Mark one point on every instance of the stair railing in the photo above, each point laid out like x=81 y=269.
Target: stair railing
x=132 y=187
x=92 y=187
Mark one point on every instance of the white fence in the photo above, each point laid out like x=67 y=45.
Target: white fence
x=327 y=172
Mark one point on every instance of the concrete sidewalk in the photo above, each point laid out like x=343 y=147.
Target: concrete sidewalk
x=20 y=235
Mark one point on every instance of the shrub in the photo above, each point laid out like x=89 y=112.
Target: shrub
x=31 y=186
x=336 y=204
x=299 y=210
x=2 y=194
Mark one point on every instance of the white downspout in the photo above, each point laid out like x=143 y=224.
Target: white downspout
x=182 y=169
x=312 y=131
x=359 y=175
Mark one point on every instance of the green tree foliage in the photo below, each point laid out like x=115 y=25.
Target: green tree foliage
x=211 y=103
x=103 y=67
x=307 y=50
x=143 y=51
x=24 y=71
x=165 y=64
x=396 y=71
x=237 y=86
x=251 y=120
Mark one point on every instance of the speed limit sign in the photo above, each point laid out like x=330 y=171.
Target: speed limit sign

==

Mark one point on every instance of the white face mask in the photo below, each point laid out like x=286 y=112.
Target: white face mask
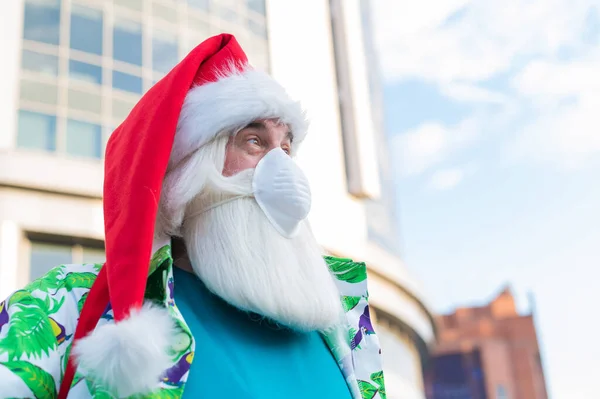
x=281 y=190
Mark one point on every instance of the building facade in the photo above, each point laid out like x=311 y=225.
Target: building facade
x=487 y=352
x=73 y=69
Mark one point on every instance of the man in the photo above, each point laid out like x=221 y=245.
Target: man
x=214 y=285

:: What to produce ::
Looking at the records above, which lines contain "limit"? Copy those lines.

:: Problem solution ::
Mark one point on every instance of the speed limit sign in the photo above, each point laid out like x=330 y=171.
Target: speed limit sign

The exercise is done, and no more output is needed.